Given entries:
+++++

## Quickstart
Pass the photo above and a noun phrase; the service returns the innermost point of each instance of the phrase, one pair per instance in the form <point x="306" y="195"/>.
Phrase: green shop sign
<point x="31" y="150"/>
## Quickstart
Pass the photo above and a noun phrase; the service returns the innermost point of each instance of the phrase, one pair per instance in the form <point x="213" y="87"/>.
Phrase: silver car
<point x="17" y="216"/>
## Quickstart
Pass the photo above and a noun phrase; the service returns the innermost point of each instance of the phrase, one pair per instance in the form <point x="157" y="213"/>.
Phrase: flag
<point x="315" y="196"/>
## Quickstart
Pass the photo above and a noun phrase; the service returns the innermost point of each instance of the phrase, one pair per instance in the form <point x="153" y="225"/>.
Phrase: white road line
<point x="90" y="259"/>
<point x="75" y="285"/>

+++++

Task: Reproduce every one of the records above in full, requests included. Scale each x and y coordinate in the answers by 1.5 and round to whole numbers, with halves going up, but leave the sample coordinates inside the requests unchanged.

Reply:
## Quickstart
Pass the photo above and a noun phrase; the service returns the innermost point of each instance of the phrase, one pair per instance in the form <point x="306" y="195"/>.
Phrase: green shop sign
<point x="47" y="225"/>
## Quickstart
Pass the photo above and a noun phrase; the service returns the innermost point of each instance of the phrase, one pair per instance in the form <point x="213" y="87"/>.
Phrase: silver car
<point x="26" y="324"/>
## Quickstart
Pass the photo above and a noun phrase; the service returns the innermost point of each instance of the phrase, one pair per instance in the form <point x="157" y="213"/>.
Phrase: flag
<point x="473" y="294"/>
## Quickstart
Pass the photo above and a noun phrase; the service returns the innermost point of each instance of the phrase, one pair per instance in the form <point x="153" y="225"/>.
Phrase: white road line
<point x="135" y="389"/>
<point x="113" y="428"/>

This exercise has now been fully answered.